[Data records]
=====
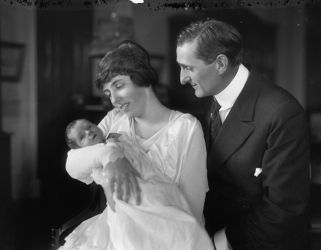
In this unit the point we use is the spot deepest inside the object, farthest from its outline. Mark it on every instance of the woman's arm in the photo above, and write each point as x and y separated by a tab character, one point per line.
121	175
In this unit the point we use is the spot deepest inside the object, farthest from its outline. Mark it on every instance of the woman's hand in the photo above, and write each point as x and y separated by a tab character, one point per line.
122	179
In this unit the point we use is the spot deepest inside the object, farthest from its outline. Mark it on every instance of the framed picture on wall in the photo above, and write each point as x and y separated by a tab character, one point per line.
11	60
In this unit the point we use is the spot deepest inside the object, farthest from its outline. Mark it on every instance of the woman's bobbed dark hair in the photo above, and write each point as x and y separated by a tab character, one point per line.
129	59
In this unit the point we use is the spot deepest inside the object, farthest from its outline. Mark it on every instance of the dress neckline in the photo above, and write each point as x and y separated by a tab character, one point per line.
140	139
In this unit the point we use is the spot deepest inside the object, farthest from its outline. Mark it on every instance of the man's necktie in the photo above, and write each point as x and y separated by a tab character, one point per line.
215	121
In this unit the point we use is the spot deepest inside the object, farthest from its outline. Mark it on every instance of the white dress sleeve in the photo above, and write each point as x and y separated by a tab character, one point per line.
192	166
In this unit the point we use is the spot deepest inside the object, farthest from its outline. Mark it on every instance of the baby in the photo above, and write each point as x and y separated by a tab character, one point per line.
163	220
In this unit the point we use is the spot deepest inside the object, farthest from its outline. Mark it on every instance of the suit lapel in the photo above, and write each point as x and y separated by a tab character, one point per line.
238	125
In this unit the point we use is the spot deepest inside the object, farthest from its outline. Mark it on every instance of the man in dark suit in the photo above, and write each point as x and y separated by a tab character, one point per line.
258	151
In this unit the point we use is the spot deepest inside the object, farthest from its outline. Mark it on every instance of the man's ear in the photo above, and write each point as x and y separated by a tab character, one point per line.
221	63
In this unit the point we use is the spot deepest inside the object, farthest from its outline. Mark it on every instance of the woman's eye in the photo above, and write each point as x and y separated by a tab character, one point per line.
=====
### What needs to be done
The output must be every line of the records, printed exactly, with the pictures omitted.

### Exercise answer
In this unit the point we use is the spot deepest inside the object, farthest from its outline. Mark it on every instance of the woman's arm in the photo above, and write each point as x and y separated by a tab character, one point per line.
121	175
In this unit the point we use is the spot deepest inside the object, farthest from its outline. Mark it on every instance of the woman's hand in the photo above, and write each point as x and y separated by a tab character, one point per line.
122	179
In this unit the point we use is the spot deepest inside the object, farthest from its outline. Mark it on every instance of the framed picture on wall in the photo above, and write each point as x and y separated by a tab character, one point per line.
11	60
In this unit the point we use is the spot deepest inside the object, farthest from its outline. Mark it on every instance of the woman's bobbed dark hair in the photo above, and write each point as x and y separated by a tab character, one point per line.
129	59
In this unit the point we use is the spot deepest inside the object, farthest from its outline. Mark it on every instance of the dress neckline in the photo above, and write each point as x and y separated by a tab character, one point per line.
140	139
In this unit the point we use is the spot deepest inside the object, farthest from its outline. Mark it on every instance of the man's necktie in the photo above, and write each point as x and y separated by a tab character, one point per line.
215	121
In this unit the point we use is the spot deepest inside the object, farthest from its outline. Mark it on every instance of the white dress sleeve in the photo above, and write each point as x and y separated by a tab character, one point per line.
192	166
In this unit the point we use is the spot deepest inside the object, farthest from its outline. Mark it on every instance of the baby in the photo above, and write each point as x and y separated by a tab character, one point per line.
163	220
In this unit the point we use is the spot deepest inside the object, farthest from its outline. Mark it on every instance of the suit lapel in the photo above, and write each point as x and y separated by a tab character, one point per line.
238	125
In this unit the point we use is the spot deepest inside the object, farthest from its outline. Mark it on every instance of the man in dark suit in the photo above, and write each point as x and y separated by a tab character, one point per line.
258	151
In this unit the point we use is the spot deepest inside the object, farthest from its outline. Mark it on every instance of the man's ear in the photo above, and write each point as x and y separated by a tab character, one point per line.
221	63
In this unit the point we use is the spot deepest inside the object, farthest from its outline. Mark it on every instance of the woman's eye in the photo above, and write each point as x and y separated by a tab character, one point per line.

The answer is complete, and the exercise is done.